--- TEXT UNDER STUDY ---
■ ■ ■ ■ ■

Case Study - Amazing Grace

Amazing Grace

Case Study: Carolyn "Allen"

 I was 24 years old, and had recently had sex for the first time—outside of marriage.  I had grown up in a Christian home and was already ashamed and ambivalent about my sexual relationship.  Then I got pregnant right off the bat. 

I had a pregnancy test at my doctor. and she told me she didn't think I was pregnant.  She thought I might have a tumour, because my uterus was enlarged.  I "prayed" for cancer.  But I turned out to be pregnant; I found out the next day. 

I was panic stricken.  I couldn't believe I was pregnant.  I immediately blurted out, "I have to have an abortion."  I had never even thought about it before, but that was the first thing that came to mind.  I told my boyfriend I was pregnant, but we didn't discuss what to do.  I left him just assuming I would have the baby. 

I told no one else.  I had asked my doctor for sleeping pills until I could have the abortion four days later; I don't think they worked.  I didn't want to think; I just wanted to get it over with. 

I wondered if my baby knew what I was planning.  I talked to my baby and apologized.  But mainly I just wanted it to be over.  I thought I could cover my sin, erase the past few months, break off my relationship with the father, and start over—just as though none of it had ever happened.

■ ■ ■ ■ ■

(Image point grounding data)

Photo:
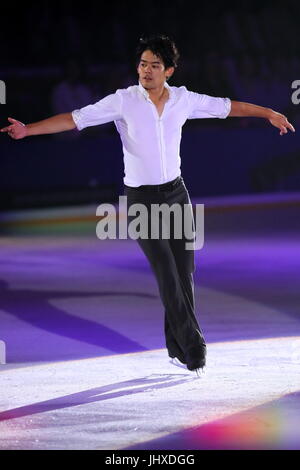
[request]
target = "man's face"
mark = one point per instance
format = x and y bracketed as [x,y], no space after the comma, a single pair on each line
[151,70]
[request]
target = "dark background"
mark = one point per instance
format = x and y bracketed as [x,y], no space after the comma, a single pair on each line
[60,56]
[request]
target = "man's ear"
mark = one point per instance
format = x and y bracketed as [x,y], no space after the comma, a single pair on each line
[169,72]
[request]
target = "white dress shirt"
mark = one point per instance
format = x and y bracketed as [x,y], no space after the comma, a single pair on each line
[151,143]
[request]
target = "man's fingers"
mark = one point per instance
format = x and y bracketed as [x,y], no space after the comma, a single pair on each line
[7,129]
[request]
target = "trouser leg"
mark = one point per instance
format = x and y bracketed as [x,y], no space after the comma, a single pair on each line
[173,267]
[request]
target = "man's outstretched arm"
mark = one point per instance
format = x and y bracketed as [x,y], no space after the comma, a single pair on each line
[52,125]
[240,109]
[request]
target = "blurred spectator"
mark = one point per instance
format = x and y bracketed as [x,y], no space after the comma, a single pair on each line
[71,93]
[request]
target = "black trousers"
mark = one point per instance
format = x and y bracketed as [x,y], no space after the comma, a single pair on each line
[173,266]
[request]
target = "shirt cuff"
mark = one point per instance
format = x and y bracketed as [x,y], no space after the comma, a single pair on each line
[76,119]
[227,105]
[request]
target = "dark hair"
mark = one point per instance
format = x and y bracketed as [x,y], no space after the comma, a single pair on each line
[161,46]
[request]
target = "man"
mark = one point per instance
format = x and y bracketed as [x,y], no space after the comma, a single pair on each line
[149,118]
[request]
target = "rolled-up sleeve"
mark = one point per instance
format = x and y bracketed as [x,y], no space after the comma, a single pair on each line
[106,110]
[205,106]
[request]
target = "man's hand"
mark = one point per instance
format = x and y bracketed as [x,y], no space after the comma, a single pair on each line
[280,121]
[17,130]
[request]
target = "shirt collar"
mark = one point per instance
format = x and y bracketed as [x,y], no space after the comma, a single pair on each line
[146,94]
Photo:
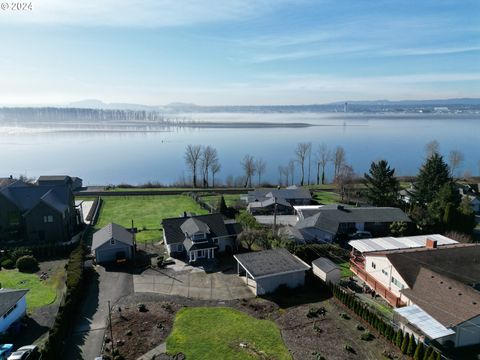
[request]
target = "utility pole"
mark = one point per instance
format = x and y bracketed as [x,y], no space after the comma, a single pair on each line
[111,328]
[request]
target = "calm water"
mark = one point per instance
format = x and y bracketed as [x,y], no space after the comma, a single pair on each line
[103,157]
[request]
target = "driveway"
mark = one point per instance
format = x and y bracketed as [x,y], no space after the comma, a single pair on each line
[194,283]
[86,339]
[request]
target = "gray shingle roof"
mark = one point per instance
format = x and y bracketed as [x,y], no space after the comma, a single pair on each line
[9,297]
[193,226]
[111,231]
[174,234]
[270,262]
[328,219]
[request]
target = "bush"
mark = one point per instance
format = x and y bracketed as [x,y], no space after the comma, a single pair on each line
[7,264]
[27,263]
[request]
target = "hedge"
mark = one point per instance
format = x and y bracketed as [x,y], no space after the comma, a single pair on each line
[404,342]
[67,311]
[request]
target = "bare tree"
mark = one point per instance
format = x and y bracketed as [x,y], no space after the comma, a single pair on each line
[215,168]
[209,157]
[455,159]
[192,157]
[339,160]
[301,153]
[432,147]
[324,156]
[248,165]
[260,166]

■ ■ ■ ■ ■

--- REQUIRED ACTION 1 ---
In the Amazing Grace case study, how many days did Carolyn have to wait before she could have the abortion?
--- REQUIRED ACTION 2 ---
Continue the Amazing Grace case study from its last sentence, in the same first-person voice.
These lines play no part in the exercise.

--- ANSWER SPACE 1 ---
Four days.

--- ANSWER SPACE 2 ---
My abortion was a cowardly, selfish decision.  I saw it as my whole life being "over" if I stayed pregnant.  I didn't even consider any other options.  I chose myself over the baby. 

When I woke up in recovery, I asked if they would just tell me if it was a boy or a girl.  A nurse harshly responded, "It's just tissue.  There's no way to tell." 

I took a cab to the hospital and took one home.  I wanted to do it all by myself, so no one would know.  I felt so alone. 

I felt a huge, gaping hole, an emptiness, right away.  I also felt terrible guilt.  I turned away from God completely, because I could not face Him with my abortion.  I felt I had passed the point of no return—just gone too far.  That was an unforgivable sin.  And I had gone into it knowing that.  It was sort of like I sold my soul. 

I immediately began a pretence.  I went back to work ("I was just a little under the weather last week," etc.)  I tried hard not to think about it. 

He was abusive, and I accepted it.  I would hear in my mind, "So what's your problem?  At least he didn't kill you.  You killed your baby!" 

I wanted to die, but I was afraid of hell.  I even felt guilty about not committing suicide: "You didn't have any problem killing your baby.  Why get cold feet now?  You deserve to die!  You're not only a murderer, you're a coward!"  I wanted to be in a coma.  I guess I thought I could wake up in 50 years or so and be able to deal with it then. 

The abortion changed me in every way.  I went from being an outgoing person who loved friends to being a hermit, not wanting to be close to anyone.  I thought they would hate me if they really knew me.  I became a heavy drinker—probably bordered on becoming an alcoholic.  I ran from God and hated myself.  I accepted abuse and felt humiliated over that, and all the while I had this gnawing emptiness.  For 12 years I was in a state of non-growth—just existing.